Alors qu'il incombe à l'employeur d'établir la réalité de la contrepartie accordée, laquelle n'a pas été contractuellement prévue, la SAS SDD Dieppedis est défaillante à démontrer que le salarié bénéficiait effectivement d'une récupération à la suite d'une astreinte, ce qui ne saurait résulter des seules attestations de MM. [I] [J] et [N] [G] qui indiquent qu'en compensation, une journée de récupération de leur choix leur était accordée.

Aussi, alors que la contrepartie d'une astreinte ne peut être assimilée à du temps effectif de travail dès lors que le salarié n'intervient pas effectivement au cours de son astreinte, et que lorsque la rémunération de l'astreinte n'est pas définie par des dispositions contractuelles ou conventionnelles, les juges de fond en apprécient souverainement le montant, la cour la fixe à 100 euros par astreinte.

Par conséquent, alors qu'en application de l'article L.3245-1 du code du travail, la prescription des créances salariales de trois ans s'applique aux créances exigibles antérieures à la saisine du conseil de prud'hommes, soit pour celles antérieures au 30 octobre 2014, au vu des documents établis par l'employeur et fixant le roulement des permanences, la cour confirme le jugement entrepris ayant alloué la somme de 1 200 euros en contrepartie de 12 périodes d'astreinte.

Si le salarié est fondé à solliciter la rémunération du temps effectif de travail réalisé au cours des astreintes, encore faut-il que conformément aux dispositions de l'article L.3171-4 du code du travail, il apporte des éléments suffisamment précis quant aux heures non rémunérées qu'il prétend avoir accomplies afin de permettre à l'employeur, qui assure le contrôle des heures de travail effectuées, d'y répondre utilement en produisant ses propres éléments.

Or, ses seules déclarations sur la base d'un forfait d'intervention qu'il estime avoir consacré à intervenir effectivement ne permet pas à l'employeur de répondre, de sorte que, par arrêt infirmatif, M. [Z] [R] est débouté de cette demande et des congés payés afférents.

II - violation du repos hebdomadaire

M. [Z] [R] sollicite la réparation du préjudice subi pour non respect du repos hebdomadaire les fins de semaine au cours desquelles il était d'astreinte.

La SAS SDD Dieppedis s'y oppose aux motifs que les astreintes ne se concrétisaient pas toujours par une intervention, de ce que le salarié d'astreinte bénéficiait d'une récupération la semaine suivante et que la convention collective applicable admet des dérogations au repos dominical.

──────────────────────────────

* _Consigne 1_
Dans l'extrait sur les astreintes, à quel montant la cour fixe-t-elle la contrepartie de chaque astreinte ?
* _Consigne 2_
Transcrivez à l'identique le passage de l'extrait sur les astreintes qui commence par les mots contenant "Or, ses seules" et se termine par "congés payés afférents.".
* _Consigne 3_
Reprenez l'extrait sur les astreintes à la suite de sa dernière phrase et poursuivez-le.
Les enregistrements ne sont d'aucune utilité ici.

──────────────────────────────

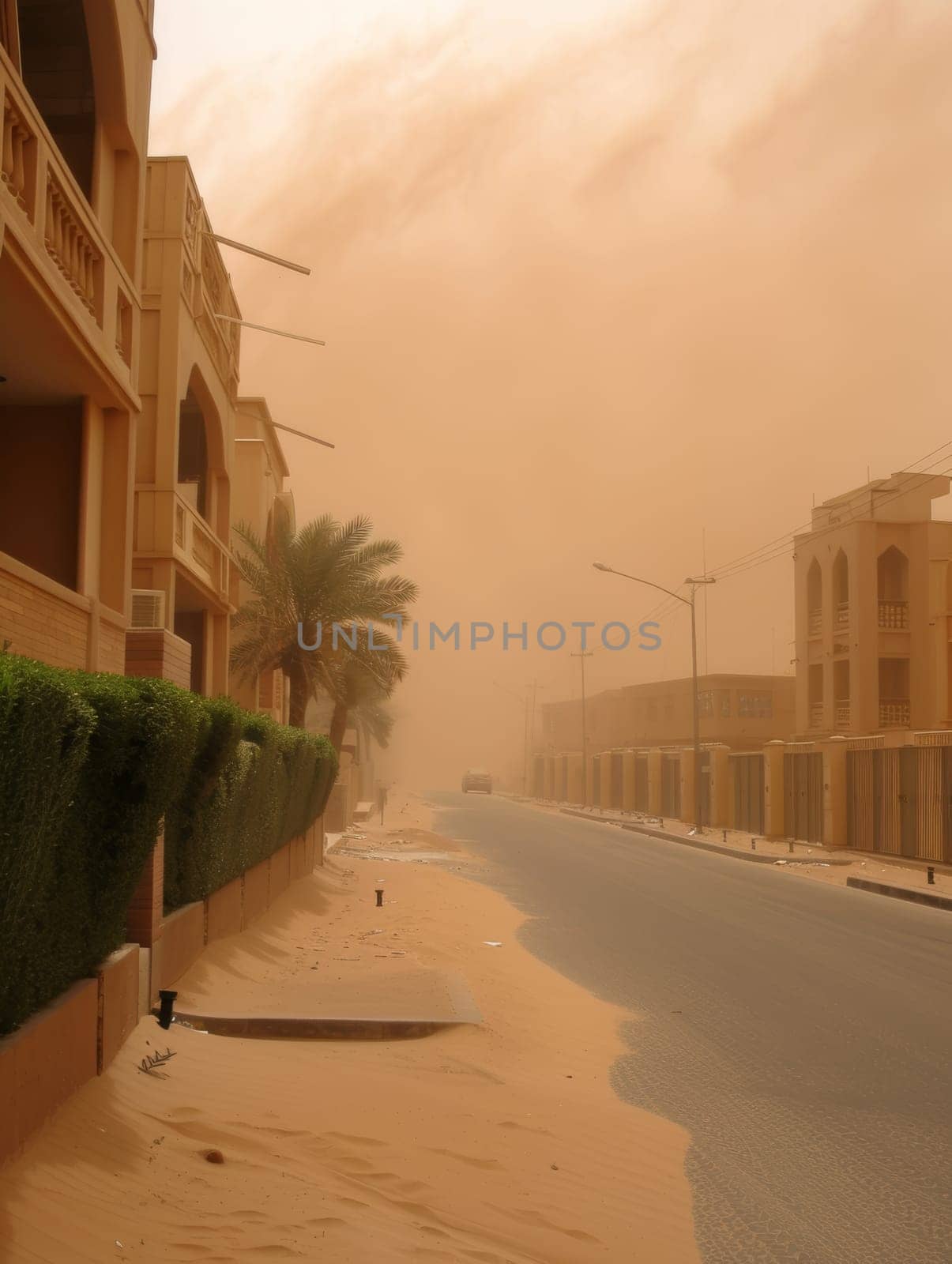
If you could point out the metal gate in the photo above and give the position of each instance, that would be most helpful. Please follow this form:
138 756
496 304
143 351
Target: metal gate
537 777
705 789
642 783
672 787
560 790
616 781
803 796
747 771
899 802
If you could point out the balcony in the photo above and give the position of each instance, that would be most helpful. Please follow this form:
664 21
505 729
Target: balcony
167 526
894 615
55 227
894 713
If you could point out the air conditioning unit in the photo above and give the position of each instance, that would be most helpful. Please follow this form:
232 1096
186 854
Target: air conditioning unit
149 608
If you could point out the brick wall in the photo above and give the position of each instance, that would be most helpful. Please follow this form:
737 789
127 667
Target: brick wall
111 646
157 653
42 625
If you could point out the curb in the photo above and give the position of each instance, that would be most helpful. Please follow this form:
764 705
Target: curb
284 1027
901 893
699 844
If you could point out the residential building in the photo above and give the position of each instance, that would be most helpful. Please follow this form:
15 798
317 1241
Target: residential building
75 94
259 501
739 711
872 596
183 574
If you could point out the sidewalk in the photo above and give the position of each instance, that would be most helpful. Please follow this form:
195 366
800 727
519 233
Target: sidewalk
492 1142
806 860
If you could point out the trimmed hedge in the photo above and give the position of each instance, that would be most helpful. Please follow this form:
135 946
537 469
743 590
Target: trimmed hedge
90 766
269 783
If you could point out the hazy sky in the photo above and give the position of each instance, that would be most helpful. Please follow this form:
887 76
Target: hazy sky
626 281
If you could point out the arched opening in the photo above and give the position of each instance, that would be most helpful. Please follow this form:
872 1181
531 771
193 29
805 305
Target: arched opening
841 589
193 455
202 472
893 588
815 598
57 70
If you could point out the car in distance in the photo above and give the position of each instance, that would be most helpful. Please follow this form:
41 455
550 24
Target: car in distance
477 779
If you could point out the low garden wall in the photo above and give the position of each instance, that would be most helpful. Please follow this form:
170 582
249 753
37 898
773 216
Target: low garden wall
79 1034
130 809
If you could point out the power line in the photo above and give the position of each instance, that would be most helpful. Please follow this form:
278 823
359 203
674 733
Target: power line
728 568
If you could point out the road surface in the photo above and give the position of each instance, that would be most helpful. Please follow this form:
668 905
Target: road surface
800 1032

──────────────────────────────

* _Réponse 1_
La cour la fixe à 100 euros par astreinte.

* _Réponse 2_
Or, ses seules déclarations sur la base d'un forfait d'intervention qu'il estime avoir consacré à intervenir effectivement ne permet pas à l'employeur de répondre, de sorte que, par arrêt infirmatif, M. [Z] [R] est débouté de cette demande et des congés payés afférents.

* _Réponse 3_
Exception faite de la durée d'intervention, la période d'astreinte est prise en compte pour le calcul des durées minimales de repos quotidien et de repos hebdomadaire selon l'article L.3121-6 du code du travail applicable jusqu'au 10 août 2016, devenue L.3121-10 du code du travail à compter de cette date.

Aussi, dès lors que M. [Z] [R] est défaillant à apporter des éléments suffisamment précis quant aux heures non rémunérées qu'il prétend avoir accomplies pendant les astreintes afin de permettre à l'employeur, qui assure le contrôle des heures de travail effectuées, d'y répondre utilement en produisant ses propres éléments, il n'est pas justifié du non respect du repos hebdomadaire les semaines au cours desquelles M. [Z] [R] était d'astreinte.

Par conséquent, la cour infirme le jugement entrepris ayant accordé des dommages et intérêts à ce titre.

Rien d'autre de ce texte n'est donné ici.